Copy the stretch of the listing below from the line containing "Reviewer note: make sure each instance of the leafy" through the line containing "787), (158, 787)]", including both of those lines, character for character, and omit the pictures from your copy.

§ RECORDS FOR THE EXERCISE:
········
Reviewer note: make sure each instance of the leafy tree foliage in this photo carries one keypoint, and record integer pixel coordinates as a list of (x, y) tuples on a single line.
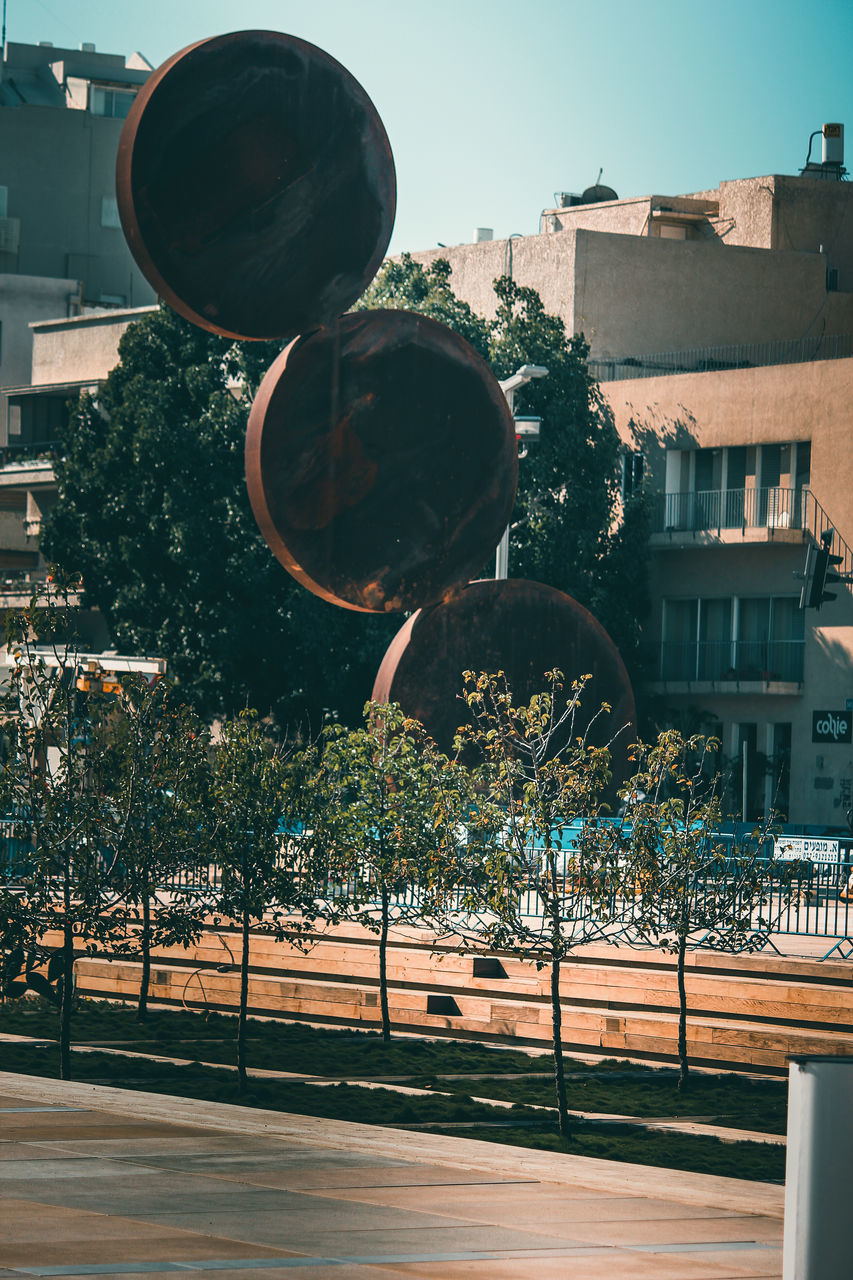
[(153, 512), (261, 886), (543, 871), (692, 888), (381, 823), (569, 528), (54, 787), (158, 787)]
········
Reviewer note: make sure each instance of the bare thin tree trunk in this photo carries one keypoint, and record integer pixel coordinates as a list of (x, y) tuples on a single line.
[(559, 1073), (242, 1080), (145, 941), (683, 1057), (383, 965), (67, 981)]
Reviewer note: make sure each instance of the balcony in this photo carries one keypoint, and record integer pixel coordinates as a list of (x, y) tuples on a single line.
········
§ SOLUTION FOR THIS PROBLEM:
Reviewer note: make sure each instance of the leafy tree foliage in this photo carries one keypoint, and record integer pixel coordinates as a list of (x, y) tuples on a single line.
[(153, 512), (261, 886), (543, 871), (692, 888), (381, 823), (569, 528), (54, 787), (158, 787)]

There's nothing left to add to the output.